> _Your goal_:
Report every line of the entries below that contains the word "there". Matching is case-sensitive.

> _Record excerpts_:
========================================================================
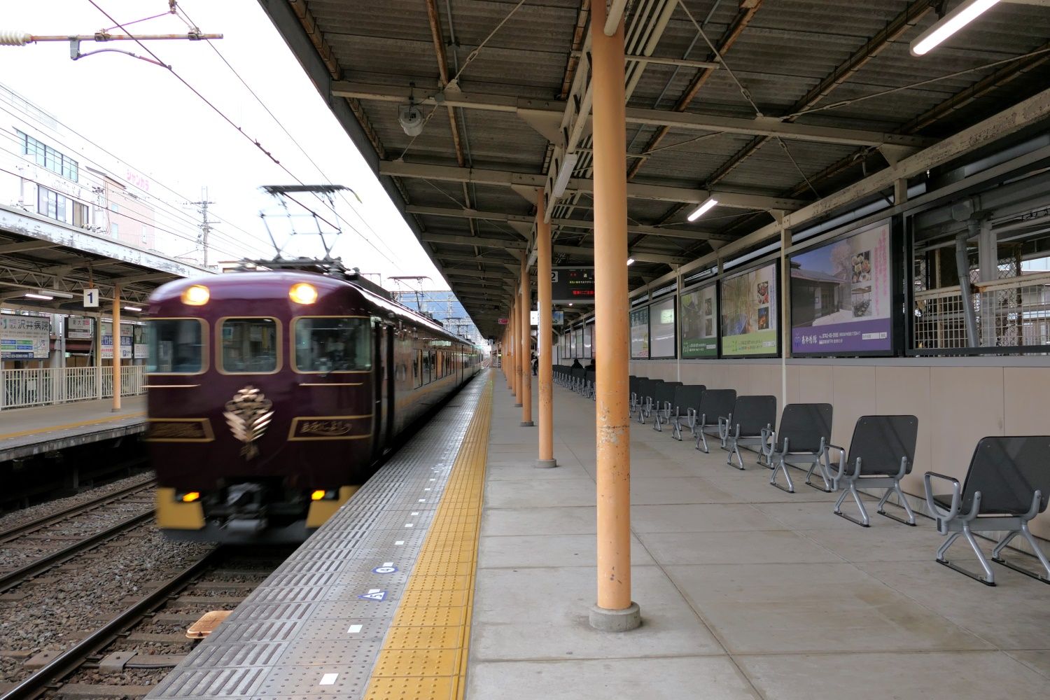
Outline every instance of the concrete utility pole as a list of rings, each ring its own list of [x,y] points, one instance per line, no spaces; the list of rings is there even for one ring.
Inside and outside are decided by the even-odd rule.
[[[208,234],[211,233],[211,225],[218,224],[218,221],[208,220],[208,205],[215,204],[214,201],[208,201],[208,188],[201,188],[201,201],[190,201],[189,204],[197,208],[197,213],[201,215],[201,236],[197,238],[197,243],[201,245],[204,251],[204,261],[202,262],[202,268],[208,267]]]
========================================================================
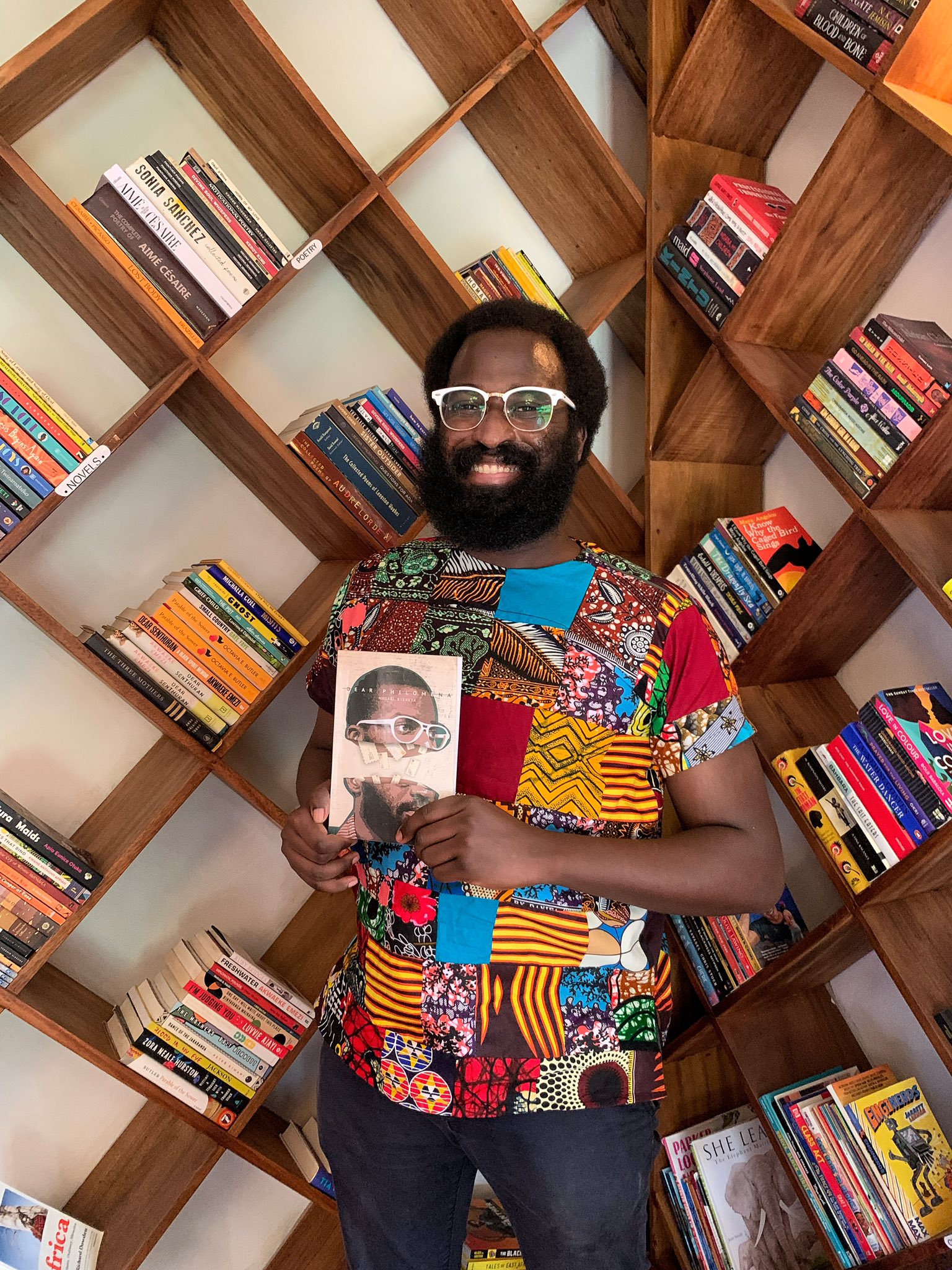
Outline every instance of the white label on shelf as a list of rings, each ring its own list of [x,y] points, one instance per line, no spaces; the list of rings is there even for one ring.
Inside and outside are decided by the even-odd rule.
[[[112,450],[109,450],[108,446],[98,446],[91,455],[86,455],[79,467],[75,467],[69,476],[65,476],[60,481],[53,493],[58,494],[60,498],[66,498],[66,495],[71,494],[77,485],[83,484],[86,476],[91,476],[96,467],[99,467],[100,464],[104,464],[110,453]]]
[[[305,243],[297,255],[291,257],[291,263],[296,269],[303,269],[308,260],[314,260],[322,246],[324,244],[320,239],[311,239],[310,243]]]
========================================================================
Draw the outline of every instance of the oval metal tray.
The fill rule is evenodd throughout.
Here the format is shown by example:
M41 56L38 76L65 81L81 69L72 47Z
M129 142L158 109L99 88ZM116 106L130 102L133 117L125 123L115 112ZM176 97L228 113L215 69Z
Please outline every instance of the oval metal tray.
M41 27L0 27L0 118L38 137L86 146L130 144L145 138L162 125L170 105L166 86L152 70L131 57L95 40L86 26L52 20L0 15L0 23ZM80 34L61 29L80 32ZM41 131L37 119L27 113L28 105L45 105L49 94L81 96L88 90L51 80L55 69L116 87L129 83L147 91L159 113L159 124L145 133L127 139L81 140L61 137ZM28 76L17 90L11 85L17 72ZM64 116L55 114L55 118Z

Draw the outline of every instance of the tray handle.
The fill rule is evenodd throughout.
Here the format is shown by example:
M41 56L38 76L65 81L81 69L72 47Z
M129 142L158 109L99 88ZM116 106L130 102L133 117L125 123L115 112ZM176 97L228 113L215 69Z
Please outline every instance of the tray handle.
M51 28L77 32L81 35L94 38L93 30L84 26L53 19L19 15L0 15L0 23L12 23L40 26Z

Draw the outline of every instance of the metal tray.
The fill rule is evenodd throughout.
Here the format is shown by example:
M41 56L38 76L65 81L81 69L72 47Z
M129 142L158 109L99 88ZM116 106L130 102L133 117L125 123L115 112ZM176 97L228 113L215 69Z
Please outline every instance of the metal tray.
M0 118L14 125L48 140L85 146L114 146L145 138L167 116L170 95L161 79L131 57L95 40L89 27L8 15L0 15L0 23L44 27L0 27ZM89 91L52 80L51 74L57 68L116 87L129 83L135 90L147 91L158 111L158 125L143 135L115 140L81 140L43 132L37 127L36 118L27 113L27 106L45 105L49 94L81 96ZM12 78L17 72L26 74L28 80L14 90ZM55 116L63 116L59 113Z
========================================================================
> _Solution to the problem_:
Outline every instance of the concrete utility pole as a list of rings, each ring its own list of [x,y] points, one instance per line, no spaces; the list of rings is there even for one ring.
Outline every instance of the white label on shelf as a list of rings, each ring its own list of [x,y] points, one instance per line, no spaces; the list of rings is there even for one ring.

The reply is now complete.